# [Material]

----

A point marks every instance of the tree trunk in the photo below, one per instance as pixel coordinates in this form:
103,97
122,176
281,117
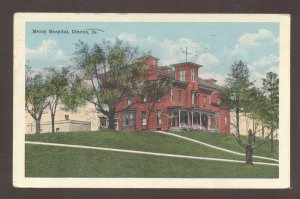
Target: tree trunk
38,126
111,119
272,140
249,154
237,112
52,122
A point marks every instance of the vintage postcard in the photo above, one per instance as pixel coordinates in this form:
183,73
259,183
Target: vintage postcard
151,100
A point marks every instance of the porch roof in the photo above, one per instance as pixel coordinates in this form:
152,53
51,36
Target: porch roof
192,108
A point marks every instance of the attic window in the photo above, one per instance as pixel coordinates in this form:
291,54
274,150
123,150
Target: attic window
218,101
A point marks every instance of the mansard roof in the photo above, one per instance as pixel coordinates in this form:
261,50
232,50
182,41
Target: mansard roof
204,85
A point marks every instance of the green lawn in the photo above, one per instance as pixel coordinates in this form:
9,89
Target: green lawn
46,161
228,142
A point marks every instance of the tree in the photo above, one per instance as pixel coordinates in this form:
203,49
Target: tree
57,81
270,109
108,72
237,91
36,95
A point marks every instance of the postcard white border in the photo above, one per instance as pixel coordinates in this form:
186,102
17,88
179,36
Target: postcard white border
19,179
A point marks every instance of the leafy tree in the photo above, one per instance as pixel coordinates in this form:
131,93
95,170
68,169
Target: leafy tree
107,72
237,92
270,115
57,81
36,95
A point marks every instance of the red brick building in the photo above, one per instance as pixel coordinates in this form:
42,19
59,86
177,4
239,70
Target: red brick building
191,104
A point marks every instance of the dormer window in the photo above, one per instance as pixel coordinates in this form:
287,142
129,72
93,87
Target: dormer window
193,76
128,100
193,98
171,95
219,101
144,99
182,75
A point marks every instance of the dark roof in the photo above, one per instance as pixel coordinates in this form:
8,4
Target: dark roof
186,63
204,85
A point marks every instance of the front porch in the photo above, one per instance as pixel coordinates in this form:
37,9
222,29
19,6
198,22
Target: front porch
193,119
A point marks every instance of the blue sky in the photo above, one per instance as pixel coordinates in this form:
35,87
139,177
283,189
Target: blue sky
214,45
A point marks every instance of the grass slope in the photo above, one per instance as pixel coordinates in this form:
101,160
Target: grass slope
228,142
150,142
45,161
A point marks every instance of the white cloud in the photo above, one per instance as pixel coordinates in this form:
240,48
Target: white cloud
208,60
261,66
132,38
257,78
173,51
266,61
127,37
49,53
253,40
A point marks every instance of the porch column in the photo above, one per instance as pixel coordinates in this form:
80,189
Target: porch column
179,118
192,118
200,120
188,117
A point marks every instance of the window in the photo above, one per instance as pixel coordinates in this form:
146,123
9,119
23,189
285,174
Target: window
218,101
180,96
128,119
144,119
171,95
158,98
182,75
193,75
158,117
144,99
128,100
154,62
193,98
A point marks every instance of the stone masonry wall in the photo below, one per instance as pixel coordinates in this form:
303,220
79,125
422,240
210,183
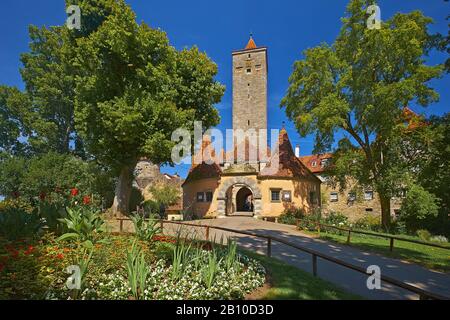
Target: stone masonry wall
250,89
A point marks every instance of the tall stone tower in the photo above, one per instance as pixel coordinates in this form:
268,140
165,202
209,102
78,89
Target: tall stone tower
250,71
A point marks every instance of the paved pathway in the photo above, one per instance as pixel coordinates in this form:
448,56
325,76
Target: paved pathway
350,280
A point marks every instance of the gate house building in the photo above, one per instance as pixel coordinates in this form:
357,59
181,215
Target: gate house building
251,187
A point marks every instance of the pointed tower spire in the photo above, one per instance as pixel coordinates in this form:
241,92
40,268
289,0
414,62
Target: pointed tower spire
251,43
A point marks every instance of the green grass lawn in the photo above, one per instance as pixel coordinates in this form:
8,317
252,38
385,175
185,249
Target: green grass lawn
430,257
291,283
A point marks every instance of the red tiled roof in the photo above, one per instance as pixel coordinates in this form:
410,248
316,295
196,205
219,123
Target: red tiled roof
251,44
289,165
313,162
203,171
246,147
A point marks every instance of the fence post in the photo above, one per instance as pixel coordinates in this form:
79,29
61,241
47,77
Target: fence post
269,247
314,265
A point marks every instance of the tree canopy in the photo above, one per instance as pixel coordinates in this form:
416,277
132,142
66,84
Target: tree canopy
134,89
359,87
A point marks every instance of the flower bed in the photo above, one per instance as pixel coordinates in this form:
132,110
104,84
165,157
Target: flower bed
37,270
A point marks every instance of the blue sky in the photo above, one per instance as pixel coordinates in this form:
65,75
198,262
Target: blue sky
286,27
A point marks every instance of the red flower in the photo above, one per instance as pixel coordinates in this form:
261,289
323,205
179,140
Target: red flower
14,253
74,192
86,200
29,250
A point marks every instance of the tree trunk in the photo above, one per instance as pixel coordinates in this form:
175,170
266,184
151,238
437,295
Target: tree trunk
385,202
121,202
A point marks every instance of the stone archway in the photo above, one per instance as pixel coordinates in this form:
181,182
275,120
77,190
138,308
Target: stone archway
242,200
247,182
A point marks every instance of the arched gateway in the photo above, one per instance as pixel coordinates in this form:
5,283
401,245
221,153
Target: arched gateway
249,183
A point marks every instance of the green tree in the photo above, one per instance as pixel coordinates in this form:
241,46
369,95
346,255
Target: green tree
43,114
53,174
418,208
432,166
134,90
358,87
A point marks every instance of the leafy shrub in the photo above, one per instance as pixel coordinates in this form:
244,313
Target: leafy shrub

----

# [Aim]
Repeat all of the entries word for word, but omit the pictures.

# [Solution for this task]
A point marks every instance of the tree trunk in the photo below, one per instance as pixel coordinates in this form:
103,97
122,176
281,117
Target: tree trunk
38,126
111,119
272,140
249,154
237,112
52,122
A point marks every instance of the vintage postcard in the photo above, one per instance as pixel coordinates in this form:
183,73
259,183
Target: vintage postcard
151,100
A point marks every instance of the porch roof in the photo above, one per instance as pixel coordinates in this form:
152,53
51,36
Target: porch roof
192,108
A point marks every instance of the attic window in the photo above, one per instance as pixel coordinates in this form:
291,54
274,150
123,150
Target: attic window
218,101
A point marks every instance of the mansard roof in the photo above, one per instance as pixel coordinates in this form:
261,50
232,50
182,41
Target: mansard roof
204,85
A point marks every instance of the green lawn in the photo above, one per instance as pixel coordinates in this form:
9,89
Target: green lawn
46,161
228,142
A point marks every instance of the tree in the photo above, one per instance as pixel coordinates in this form:
203,49
Target: tree
57,81
270,109
108,72
237,91
36,95
A point marks every instance of the postcard white border in the photo above, one per instance as pixel coordinates in this form:
186,102
17,88
179,36
Target: postcard white border
19,179
A point marks every instance of the leafy tree in the photo above, one per instance as pixel coordinates in this form:
131,93
95,170
68,169
Target: leafy tree
107,72
237,92
270,115
57,81
36,95
A point marks every instance of the red brick building in the photo above, one per instance as pixel coordinates in this form:
42,19
59,86
177,4
239,70
Target: red brick building
191,104
A point marks every instance of the dormer window in the photo above, one per instance as pixel coordinates in this form:
287,142
129,72
93,87
Target: dormer window
193,76
128,100
193,98
171,95
219,101
144,99
182,75
A point marks every instance of the dark roof in the photo above, one per instance as pixel coordinates in this form:
8,4
Target: dark roof
186,63
204,85
A point marks every instance of the front porch in the photo above, one per instance as pixel coordinates in this form:
37,9
222,29
19,6
198,22
Target: front porch
193,119
A point marks every instance of the blue sky in the photo above, one per instance as pixel coordinates in this form:
35,87
139,177
283,189
Target: blue sky
214,45
A point marks every instance of the grass slope in the photo above, one per instance as pixel coordinates in this form:
101,160
Target: grass slope
228,142
150,142
45,161
A point marks every instance of the white cloud in the photo above, one per instance as pixel coordinates in this form:
240,48
Target: white cloud
208,60
261,66
132,38
257,78
173,51
266,61
127,37
49,53
253,40
A point marks every instance of the porch column in the photo above, one per instance as pixel coordinates in this form:
80,189
Target: porch column
179,118
192,118
200,120
188,117
A point marks every instance of the window in the photo above, one per instance as pixel coordinates in this form:
146,123
9,119
23,189
285,174
Target: window
218,101
180,96
128,119
144,119
171,95
158,98
182,75
193,75
158,117
144,99
128,100
154,62
193,98
A point marks every instance of the stone masonry wall in the photo below, one per instance as pixel coordinates in this form:
303,220
79,125
422,240
210,183
Target: stone masonry wall
250,89
A point marks every instance of the tall stone tower in the photo above, one per instance as pixel coordinates in this form:
268,140
165,202
209,102
78,89
Target: tall stone tower
250,71
A point marks every instance of the paved pathway in the photo above, one per instance as pixel coordinates in this form:
448,56
325,76
Target: paved pathway
350,280
A point marks every instance of the gate house building in the photo above, one per instance as pixel coordinates in this form:
357,59
181,215
Target: gate house building
251,187
A point marks every instance of the pointed tower spire in the photo above, one per instance as pixel coordinates in this form:
241,92
40,268
289,0
414,62
Target: pointed tower spire
251,43
A point marks every instance of the green grass lawn in the photo above, one per instance as pixel coordinates in this form:
8,317
252,38
385,175
185,249
Target: green grass lawn
430,257
291,283
A point marks every instance of the red tiled roof in the photo above, one per instance as pixel coordinates in this form:
410,248
316,295
196,205
219,123
Target: red tiled roof
251,44
289,165
313,162
203,171
246,147
A point marks every instance of the fence post in the photo above, one per instance as pixel coordinates in this form:
79,29
61,241
47,77
Target: fence post
269,247
314,265
A point marks every instance of the tree canopy in the photo above, one per instance as pixel coordinates in this form:
416,277
132,142
66,84
Target: tree canopy
134,89
359,87
A point marks every instance of the flower bed in the photo above, one per instance as pixel coordinates in this form:
132,110
104,84
165,157
Target: flower bed
37,270
A point marks every instance of the blue sky in the photo above, one per instance as pixel coordinates in this form:
65,75
198,262
Target: blue sky
286,27
A point marks every instance of the red flower in the photo above, one per instance as pixel coordinates in this form:
261,289
323,205
179,140
Target: red flower
14,253
74,192
86,200
29,250
A point marks every instance of the tree trunk in the photo above, one per instance as pixel coordinates in this form:
175,170
266,184
151,238
437,295
Target: tree trunk
385,202
121,202
A point marks every instance of the stone archway in the photo above, one per instance as pixel coordinates in this form:
181,182
275,120
77,190
138,308
Target: stone archway
242,200
247,182
A point marks every instance of the arched gateway in the photo above, one per instance as pixel coordinates in this form:
5,283
401,245
221,153
Target: arched gateway
249,183
A point marks every instance of the green tree in the photo above, one per instance as pixel coordinates in this form:
241,46
369,95
346,255
Target: green tree
43,114
53,174
418,208
432,166
134,90
358,87
A point marks every instance of the leafy shrub in the photo above, one per instance as pixel coordinates in this form:
244,313
Target: leafy shrub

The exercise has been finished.